* Work instructions
Find each line in the listing below that contains the word "comma" and copy those lines out.

* Data records
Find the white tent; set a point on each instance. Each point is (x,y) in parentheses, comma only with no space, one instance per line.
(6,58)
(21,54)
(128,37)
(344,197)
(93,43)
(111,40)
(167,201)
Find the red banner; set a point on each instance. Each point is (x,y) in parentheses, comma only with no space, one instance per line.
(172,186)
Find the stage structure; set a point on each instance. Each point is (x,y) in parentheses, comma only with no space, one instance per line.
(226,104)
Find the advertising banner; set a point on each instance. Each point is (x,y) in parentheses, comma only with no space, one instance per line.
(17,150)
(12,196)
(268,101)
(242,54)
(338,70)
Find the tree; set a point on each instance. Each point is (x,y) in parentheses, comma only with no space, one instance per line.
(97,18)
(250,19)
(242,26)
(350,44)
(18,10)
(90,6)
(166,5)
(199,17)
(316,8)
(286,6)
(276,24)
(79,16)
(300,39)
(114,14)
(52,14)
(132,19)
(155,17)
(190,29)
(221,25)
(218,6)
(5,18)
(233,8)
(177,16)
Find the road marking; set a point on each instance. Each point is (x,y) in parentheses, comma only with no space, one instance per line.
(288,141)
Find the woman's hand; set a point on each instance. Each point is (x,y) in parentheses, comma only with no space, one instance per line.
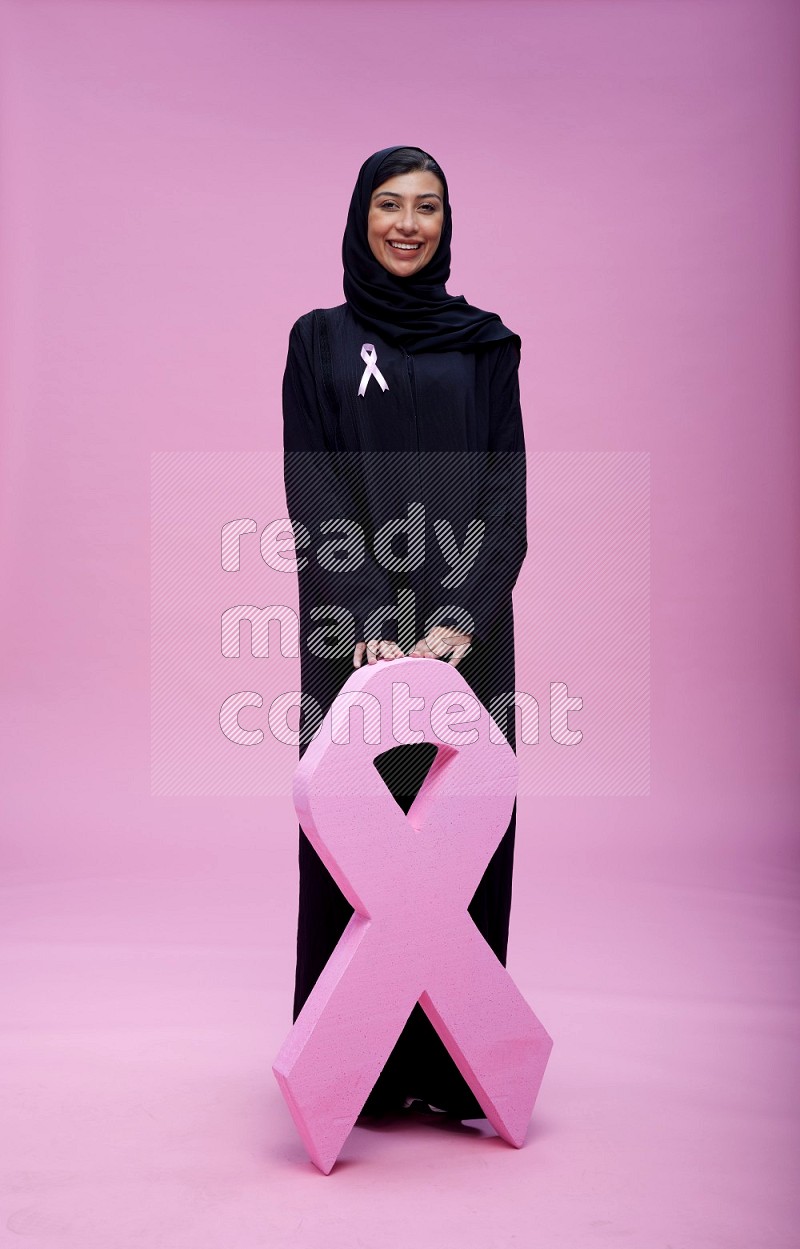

* Result
Find the white tent; set a point on each instance. Each point is (x,y) in parentheses, comma only with no space, one instance per line.
Find the red banner; set a point on each instance. Each point is (x,y) in parentheses, comma only with no space, one instance per line.
Find the stage structure; set a point on each instance. Each point is (x,y) in parentheses, comma only with no space, one instance per line.
Find the advertising banner; set a point on each instance. Each point is (x,y) in parentheses, comma only with no space, one instance per line.
Find the tree; set a point on each instance. Each point is (x,y) in parentheses, comma only with no space, one instance per line.
Find the road marking; set a point on each instance. Each point is (x,y) in parentheses, comma only with no space, one instance per line.
Find the woman's hand; set a point on each instance. Each point is (x,y) in parentheses, comma only with no space, one instance per line.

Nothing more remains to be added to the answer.